:: Quoted passage ::
╭──

Re: tail repair issue (1.4.20)

Denis Samoylov Mon, 07 Jul 2014 14:50:29 -0700

Dormando,
Sure, I waited till Monday (our usual tailrepair/oom errors day) but we did 
not have any issues today :). I will continue to monitor and will grab 
"stats conns" next time.


As for network issues during the last time - i do not see any but still 
trying to find. This can be good explanation why we have such events 
grouped in time.

As for keepalive - we use default php-memcached/libmemcached setting (do 
not change it) and as I see libmemcached does not set SO_KEEPALIVE. Do you 
recommend to set it?

On Wednesday, July 2, 2014 7:32:14 PM UTC-7, Dormando wrote:
>
> Thanks! 
>
> This is a little exciting actually, it's a new bug! 
>
> tailrepairs was only necessary when an item was legitimately leaked; if we 
> don't reap it, it never gets better. However you stated that for three 
> hours all sets fail (and at the same time some .15's crashed). Then it 
> self-recovered. 
>
> The .15 crashes were likely from the bug I fixed; where an active item is 
> fetched from the tail, but then reclaimed because it's old. 
>
> The .20 "OOM" is the defensive code working perfectly; something has 
> somehow retained a legitimate reference to an item for multiple hours! 
> More than one even, since the tail is walked up by several items while 
> looking for something to free. 
>
> Did you have any network blips, application server crashes, or the like? 
> It sounds like some connections are dying in such a way that they time 
> out, which is a very long timeout somehow (no tcp keepalives?). 
>
> What's *extra* exciting is that 1.4.20 now has the "stats conns" command. 
>
> If this happens again, while a .20 machine is actively OOM'ing, can you 
> grab a couple copies of the "stats conns" output, a few minutes apart? 
> That should definitively tell us if there are stuck connections causing 
> this issue. 
>
> Someone had a PR open for adding idle connection timeouts, but I asked 
> them to redo it on top of the 'stats conns' work as a more efficient 
> background thread. I could potentially finish this and it would be usable 
> as a workaround. You could also enable tcp keepalives, or otherwise fix 
> whatever's causing these events. 
>
> I wonder if it's also worth attempting to relink an item that ends up in 
> the tail but has references? That would at least potentially get them out 
> of the way of memory reclamation. 
>
> Thanks! 
>
> On Wed, 2 Jul 2014, Denis Samoylov wrote: 
>
> > >1)  OOM's on slab 13, but it recovered on its own? This is under 
> version 1.4.20 and you did *not* enable tail repairs? correct 
> > 
> > >2) Can you share (with me at least) the full stats/stats items/stats 
> slabs output from one of the affected servers running 1.4.20?  
> > sent you _current_ stats from the server that had OOM couple days ago 
> and still running (now with no issues). 
> > 
> > >3) Can you confirm that 1.4.20 isn't *crashing*, but is 
> actually exhibiting write failures?  
> > correct 
> > 
> > we will enable saving stderr to log. may be this can show something. If 
> you have any other ideas - let me know. 
> > 
> > -denis 
> > 
> > 
> > 
> > On Wednesday, July 2, 2014 1:36:57 PM UTC-7, Dormando wrote: 
> >       Cool. That is disappointing.

╰──

:: Tasks to perform ::
#1 In the tail repair thread, which socket option does the poster say libmemcached does not set?
#2 Echo the tail repair thread between "As for network" and "recommend to set it?", inclusive.
#3 Carry on the tail repair thread from its last line.

:: Information supplied ::
╭──

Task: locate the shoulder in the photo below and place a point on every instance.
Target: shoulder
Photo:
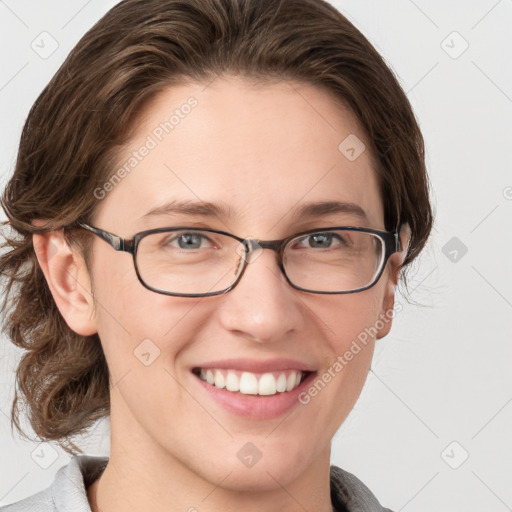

╰──

:: Answers by task ::
#1 SO_KEEPALIVE

#2
As for network issues during the last time - i do not see any but still 
trying to find. This can be good explanation why we have such events 
grouped in time.

As for keepalive - we use default php-memcached/libmemcached setting (do 
not change it) and as I see libmemcached does not set SO_KEEPALIVE. Do you 
recommend to set it?

#3
> > 
> >       Can you clarify a few things for me: 
> > 
> >       1) You're saying that you were getting OOM's on slab 13, but it 
> recovered 
> >       on its own? This is under version 1.4.20 and you did *not* enable 
> tail 
> >       repairs? 
> > 
> >       2) Can you share (with me at least) the full stats/stats 
> items/stats slabs 
> >       output from one of the affected servers running 1.4.20? 
> > 
> >       3) Can you confirm that 1.4.20 isn't *crashing*, but is actually 
> >       exhibiting write failures? 
> > 
> >       If it's not a crash, and your hash power level isn't expanding, I 
> don't 
> >       think it's related to the other bug. 
> > 
> >       thanks! 
> > 
> >       On Wed, 2 Jul 2014, Denis Samoylov wrote: 
> > 
> >       > Dormando, sure, we will add option to preset hashtable. (as i 
> see nn should be 26). 
> >       > One question: as i see in logs for the servers there is no 
> change for hash_power_level before incident (it would be hard to say for 
> >       crushed but .20 
> >       > just had outofmemory and i have solid stats). Does not this 
> contradict the idea of cause? Server had hash_power_level = 26 for days 
> >       before and 
> >       > still has 26 days after. Just for three hours every set for slab 
> 13 failed. We did not reboot/flush server and it continues to work 
> >       without 
> >       > problem. What do you think? 
> >       > 
> >       > On Tuesday, July 1, 2014 2:43:49 PM UTC-7, Dormando wrote: 
> >       >       Hey, 
> >       > 
> >       >       Can you presize the hash table? (-o hashpower=nn) to be 
> large enough on 
> >       >       those servers such that hash expansion won't happen at 
> runtime? You can 
> >       >       see what hashpower is on a long running server via stats 
> to know what to 
> >       >       set the value to. 
> >       > 
> >       >       If that helps, we might still have a bug in hash 
> expansion. I see someone 
> >       >       finally reproduced a possible issue there under .20. 
> .17/.19 fix other 
> >       >       causes of the problem pretty thoroughly though.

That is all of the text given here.